Problem requirements >> Convert the lines below into a JSON list of strings with one string per line, skipping any blank lines. Leave the pictures out of the list.

+--

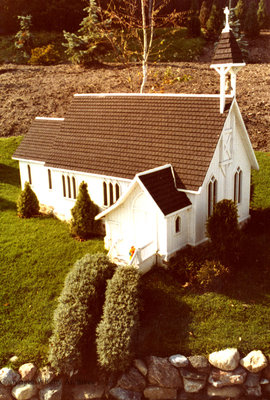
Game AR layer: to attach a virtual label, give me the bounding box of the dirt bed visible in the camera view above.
[0,34,270,151]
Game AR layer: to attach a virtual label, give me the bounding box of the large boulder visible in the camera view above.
[209,349,240,371]
[240,350,268,373]
[19,363,37,382]
[11,383,38,400]
[169,354,189,368]
[116,367,146,392]
[143,386,177,400]
[133,358,148,376]
[208,367,247,388]
[0,385,13,400]
[147,356,182,388]
[71,384,105,400]
[39,381,63,400]
[0,367,21,386]
[207,385,243,399]
[109,387,142,400]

+--

Task answer >>
[
  "Game AR layer: to attach a virtual label, give me the bounding box of the dirt bed visible in the camera view above.",
  "[0,34,270,151]",
  "Game AR layer: to attach a virtual label, give me the bounding box of the large boulder visible in the camera view above.",
  "[209,349,240,371]",
  "[240,350,268,373]",
  "[19,363,37,382]",
  "[11,383,38,400]",
  "[169,354,189,368]",
  "[116,367,146,392]",
  "[143,386,177,400]",
  "[133,358,148,376]",
  "[208,367,247,388]",
  "[0,385,13,400]",
  "[147,356,182,388]",
  "[71,384,105,400]",
  "[39,381,63,400]",
  "[0,367,21,386]",
  "[207,385,243,399]",
  "[109,387,142,400]"
]